======== DAFTAR ENTRI

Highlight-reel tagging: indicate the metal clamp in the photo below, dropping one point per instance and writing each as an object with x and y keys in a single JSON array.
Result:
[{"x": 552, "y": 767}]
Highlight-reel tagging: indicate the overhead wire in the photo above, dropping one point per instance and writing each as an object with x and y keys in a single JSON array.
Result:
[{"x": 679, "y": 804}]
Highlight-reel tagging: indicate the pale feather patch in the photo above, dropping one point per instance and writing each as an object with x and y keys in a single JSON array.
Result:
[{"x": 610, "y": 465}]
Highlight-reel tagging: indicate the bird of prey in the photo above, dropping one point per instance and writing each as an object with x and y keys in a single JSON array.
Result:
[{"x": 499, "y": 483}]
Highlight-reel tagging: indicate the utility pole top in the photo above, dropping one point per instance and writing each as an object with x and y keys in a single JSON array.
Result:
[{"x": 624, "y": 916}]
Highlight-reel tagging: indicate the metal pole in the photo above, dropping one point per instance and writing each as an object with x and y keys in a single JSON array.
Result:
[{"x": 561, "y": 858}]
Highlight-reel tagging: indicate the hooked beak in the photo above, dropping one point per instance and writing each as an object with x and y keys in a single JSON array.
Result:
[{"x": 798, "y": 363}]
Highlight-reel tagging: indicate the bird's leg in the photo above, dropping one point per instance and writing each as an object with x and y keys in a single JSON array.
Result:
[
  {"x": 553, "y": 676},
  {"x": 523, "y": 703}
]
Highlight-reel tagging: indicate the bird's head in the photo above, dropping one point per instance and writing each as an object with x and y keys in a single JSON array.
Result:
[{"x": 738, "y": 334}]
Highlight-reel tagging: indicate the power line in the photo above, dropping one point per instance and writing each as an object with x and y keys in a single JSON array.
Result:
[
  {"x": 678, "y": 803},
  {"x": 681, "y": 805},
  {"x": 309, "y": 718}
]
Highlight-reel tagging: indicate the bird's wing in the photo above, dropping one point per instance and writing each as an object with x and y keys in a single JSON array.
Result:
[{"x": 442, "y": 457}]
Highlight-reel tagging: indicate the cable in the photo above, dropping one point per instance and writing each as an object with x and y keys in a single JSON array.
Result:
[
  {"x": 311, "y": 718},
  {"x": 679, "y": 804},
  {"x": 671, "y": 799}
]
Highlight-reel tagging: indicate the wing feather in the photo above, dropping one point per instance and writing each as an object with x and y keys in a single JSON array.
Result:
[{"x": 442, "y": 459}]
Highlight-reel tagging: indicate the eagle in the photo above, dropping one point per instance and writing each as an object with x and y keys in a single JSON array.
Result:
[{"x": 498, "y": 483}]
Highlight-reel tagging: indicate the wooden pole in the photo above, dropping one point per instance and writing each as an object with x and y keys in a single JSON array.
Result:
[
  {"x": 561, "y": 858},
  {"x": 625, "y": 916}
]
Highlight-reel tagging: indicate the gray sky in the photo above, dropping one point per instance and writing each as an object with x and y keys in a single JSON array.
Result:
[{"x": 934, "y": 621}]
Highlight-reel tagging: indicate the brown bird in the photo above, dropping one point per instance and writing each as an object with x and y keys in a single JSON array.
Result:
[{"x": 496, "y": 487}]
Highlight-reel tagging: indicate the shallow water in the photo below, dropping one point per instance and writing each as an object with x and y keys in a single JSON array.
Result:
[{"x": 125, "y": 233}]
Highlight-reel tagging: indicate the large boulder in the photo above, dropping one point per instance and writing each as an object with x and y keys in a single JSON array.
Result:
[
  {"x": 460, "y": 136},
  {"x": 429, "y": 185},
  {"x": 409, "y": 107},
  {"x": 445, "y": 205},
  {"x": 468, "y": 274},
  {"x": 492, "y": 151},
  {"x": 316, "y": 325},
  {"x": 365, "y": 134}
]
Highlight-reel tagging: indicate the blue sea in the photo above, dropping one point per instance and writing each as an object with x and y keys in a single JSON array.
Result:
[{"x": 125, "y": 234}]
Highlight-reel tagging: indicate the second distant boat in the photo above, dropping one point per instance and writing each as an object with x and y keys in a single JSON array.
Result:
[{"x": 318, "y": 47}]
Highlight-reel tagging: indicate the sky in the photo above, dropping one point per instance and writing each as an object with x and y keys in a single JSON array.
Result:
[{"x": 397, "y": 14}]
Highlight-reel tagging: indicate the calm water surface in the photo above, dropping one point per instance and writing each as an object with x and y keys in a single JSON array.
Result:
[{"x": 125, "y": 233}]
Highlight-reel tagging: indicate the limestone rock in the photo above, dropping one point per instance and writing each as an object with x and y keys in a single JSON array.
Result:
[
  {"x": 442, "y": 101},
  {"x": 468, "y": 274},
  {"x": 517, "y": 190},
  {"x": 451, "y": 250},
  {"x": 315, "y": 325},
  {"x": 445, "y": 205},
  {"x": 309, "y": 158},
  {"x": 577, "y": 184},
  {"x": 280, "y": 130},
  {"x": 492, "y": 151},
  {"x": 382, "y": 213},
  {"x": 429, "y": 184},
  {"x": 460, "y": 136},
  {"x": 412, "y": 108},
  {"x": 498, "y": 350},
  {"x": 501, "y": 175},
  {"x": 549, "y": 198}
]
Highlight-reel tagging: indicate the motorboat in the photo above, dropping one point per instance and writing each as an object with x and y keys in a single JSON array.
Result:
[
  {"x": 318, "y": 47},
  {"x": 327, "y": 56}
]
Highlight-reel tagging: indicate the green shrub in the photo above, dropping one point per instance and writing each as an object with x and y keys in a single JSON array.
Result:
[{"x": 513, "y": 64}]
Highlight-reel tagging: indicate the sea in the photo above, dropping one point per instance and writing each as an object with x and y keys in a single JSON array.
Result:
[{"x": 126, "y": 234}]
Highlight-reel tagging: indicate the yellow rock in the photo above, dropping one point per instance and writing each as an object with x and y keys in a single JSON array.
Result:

================

**KERJAKAN INI**
Salin ulang seluruh daftar di atas baris demi baris tanpa mengubah apa pun.

**JAWABAN LATIHAN**
Highlight-reel tagging: indicate the metal clamp in the photo below, dropping one point per instance and writing each as an object with x and y keys in a single JSON array.
Result:
[{"x": 552, "y": 767}]
Highlight-reel tagging: indicate the overhead wire in the photo above, dropping one point per instance and writing each as an object with x and y keys in a single JSON array.
Result:
[{"x": 679, "y": 804}]
Highlight-reel tagging: indicate the pale feather patch in the photo above, dropping one point per instance and writing each as an object with x and y keys in a single JSON array.
Result:
[{"x": 610, "y": 465}]
Highlight-reel tagging: indicate the bird of prey in the photo above, dropping one point per instance and writing each as an object with x and y keys in a single JSON array.
Result:
[{"x": 499, "y": 483}]
Highlight-reel tagging: indicate the utility pole top in the photo above, dropping one point per instance and writing each as an object with x and y keys in a single JSON array.
Result:
[{"x": 624, "y": 916}]
Highlight-reel tagging: indicate the metal pole in the photo above, dropping one point per instance and writing each as an object with x and y keys in a single JSON array.
Result:
[{"x": 561, "y": 858}]
Highlight-reel tagging: indicate the hooked beak in the photo above, dropping one point per instance and writing each as an object with x and y keys in a single JSON array.
Result:
[{"x": 798, "y": 363}]
Highlight-reel tagging: indicate the bird's leg in the photo above, dropping one point per instance and writing each as an object with x and y keys in a single JSON array.
Result:
[
  {"x": 553, "y": 676},
  {"x": 523, "y": 703}
]
Highlight-reel tagging: indicate the bird's head in the photo above, dropping one point per instance and writing each as an object with x and y keys in a single JSON array.
Result:
[{"x": 738, "y": 334}]
Highlight-reel tagging: indicate the power line in the photo above, dropping one point per instance and writing each as an object with x and y keys in a single JSON array.
Result:
[
  {"x": 678, "y": 803},
  {"x": 681, "y": 805},
  {"x": 309, "y": 718}
]
Highlight-reel tagging: indicate the bird's wing in the photo above, dropping one point per instance and writing each as an object with x and y keys in a single JSON array.
Result:
[{"x": 442, "y": 457}]
Highlight-reel tagging: indicate the cable in the photo above, dropping one point per instance and writing each as an object with x and y keys in a single JSON array.
Result:
[
  {"x": 311, "y": 718},
  {"x": 679, "y": 804},
  {"x": 671, "y": 799}
]
Highlight-reel tagging: indicate the wing feather in the photo above, dropping one point per instance and writing each as an object with x and y keys in a single JSON array.
Result:
[{"x": 442, "y": 459}]
Highlight-reel tagging: indicate the eagle in the photo above, dropping one point per instance and writing each as an object with x and y keys in a single JSON array.
Result:
[{"x": 498, "y": 483}]
Highlight-reel tagging: indicate the wooden pole in the photo above, dropping one point per instance and writing each as an object with x and y keys in a single JSON array.
Result:
[
  {"x": 561, "y": 858},
  {"x": 625, "y": 916}
]
Highlight-reel tagging: indicate the gray sky in the photo above, dropping one point per instance and writing each as an object with x and y keys in a single JSON array.
Result:
[{"x": 934, "y": 621}]
Highlight-reel tagging: indicate the brown bird in the photo above, dropping one point per instance and writing each as an object with x and y keys in a single JSON array.
Result:
[{"x": 496, "y": 487}]
Highlight-reel tagging: indicate the shallow water in the photo below, dropping one point per instance and writing each as an object with x and y keys in a single JSON array.
Result:
[{"x": 125, "y": 233}]
Highlight-reel tagging: indicate the large boulder in the photo above, dropping one point per instance and writing each as an object with x and y keys in a single JSON array.
Result:
[
  {"x": 460, "y": 136},
  {"x": 429, "y": 185},
  {"x": 409, "y": 107},
  {"x": 445, "y": 205},
  {"x": 468, "y": 274},
  {"x": 492, "y": 151},
  {"x": 316, "y": 325},
  {"x": 365, "y": 134}
]
Highlight-reel tagging: indicate the blue sea in the photo above, dropping one point per instance and writing each as an object with x and y keys in a single JSON array.
Result:
[{"x": 125, "y": 234}]
Highlight-reel tagging: indicate the second distant boat in the photo above, dropping one point per instance and writing each as an object with x and y keys in a single JSON array.
Result:
[{"x": 318, "y": 47}]
Highlight-reel tagging: indicate the sky in the photo above, dropping one point per instance and writing each as an object with x and y keys in a single JSON array.
Result:
[{"x": 397, "y": 14}]
Highlight-reel tagging: indicate the calm water surface in the photo above, dropping one point per instance and writing each as an object with x and y keys in a single JSON array.
Result:
[{"x": 125, "y": 233}]
Highlight-reel tagging: indicate the limestone rock in the photo above, dropping one point per instance and writing each as an object with x and y keys in a single JSON array.
Result:
[
  {"x": 442, "y": 101},
  {"x": 468, "y": 274},
  {"x": 517, "y": 190},
  {"x": 451, "y": 250},
  {"x": 315, "y": 325},
  {"x": 445, "y": 205},
  {"x": 309, "y": 158},
  {"x": 577, "y": 184},
  {"x": 280, "y": 130},
  {"x": 492, "y": 151},
  {"x": 382, "y": 213},
  {"x": 429, "y": 184},
  {"x": 460, "y": 136},
  {"x": 412, "y": 108},
  {"x": 498, "y": 350},
  {"x": 501, "y": 175},
  {"x": 549, "y": 198}
]
Highlight-reel tagging: indicate the motorboat in the photo above, dropping one point per instance and writing each as an object with x and y keys in a single JSON array.
Result:
[
  {"x": 318, "y": 47},
  {"x": 327, "y": 56}
]
Highlight-reel tagging: indicate the green shrub in the photo above, dropping one point per instance and writing each as an object with x and y keys in a single JSON array.
Result:
[{"x": 513, "y": 64}]
Highlight-reel tagging: indicate the sea in the photo above, dropping one point per instance and writing each as an object with x and y keys in a single JSON array.
Result:
[{"x": 126, "y": 234}]
Highlight-reel tagging: indicate the yellow rock in the photo above, dropping one point per instance and writing each as an object with x and y keys in a single JSON array.
Result:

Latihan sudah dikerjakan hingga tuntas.